Return every line of these records without any change, leaving out the pictures.

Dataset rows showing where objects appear
⟨

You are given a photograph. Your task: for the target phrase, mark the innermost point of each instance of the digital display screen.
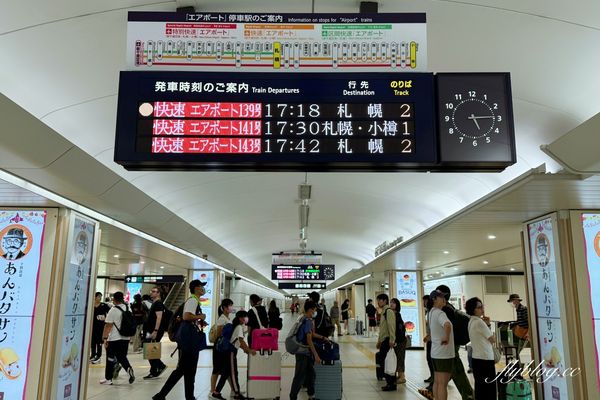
(303, 272)
(293, 285)
(271, 121)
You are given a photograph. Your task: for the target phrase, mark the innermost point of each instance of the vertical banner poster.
(206, 301)
(21, 239)
(410, 304)
(543, 268)
(591, 233)
(75, 296)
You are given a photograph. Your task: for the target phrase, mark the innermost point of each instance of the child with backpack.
(231, 340)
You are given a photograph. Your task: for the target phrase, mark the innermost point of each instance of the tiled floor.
(357, 354)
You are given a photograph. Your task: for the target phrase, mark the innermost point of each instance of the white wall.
(496, 306)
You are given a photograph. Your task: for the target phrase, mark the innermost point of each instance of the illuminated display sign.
(410, 304)
(21, 239)
(294, 285)
(317, 121)
(317, 272)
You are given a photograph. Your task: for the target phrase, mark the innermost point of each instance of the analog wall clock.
(475, 119)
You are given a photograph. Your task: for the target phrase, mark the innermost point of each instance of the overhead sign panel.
(318, 122)
(322, 272)
(276, 42)
(297, 285)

⟩

> **RESULT FOR THIS TASK**
You are given a photograph. Your task: for the target phrase, mark the innermost point of each instance of the digital display screen.
(303, 272)
(293, 285)
(271, 121)
You are given a photograph. Your task: for the target phrase, mark the innermost point of each instance of the vertical banner poster.
(206, 301)
(21, 239)
(410, 304)
(543, 268)
(591, 233)
(75, 296)
You are given a photograph. Your task: for the target phrase, mark the innermost point of each instance of the child with backpack.
(231, 340)
You are given a photograph. Your task: for the target phrase, mark the innermost point of each instance of the tiled floor.
(357, 354)
You are given a photograph. Your task: for the target phrase, mark the innermost point of each instance of the white wall.
(496, 306)
You are given a photograph. Your task: for the target phrase, mark the innermost point of each instance of the illuminated display sign.
(410, 304)
(21, 239)
(294, 285)
(317, 121)
(317, 272)
You are given a photograph. Your task: for the target phrase, mark the innermost point of each instance of the analog wall clock.
(475, 119)
You are given a photograph. Your task: for the target phrase, mark the innermost point of each instance of the overhead sign panel.
(318, 122)
(322, 272)
(276, 42)
(297, 285)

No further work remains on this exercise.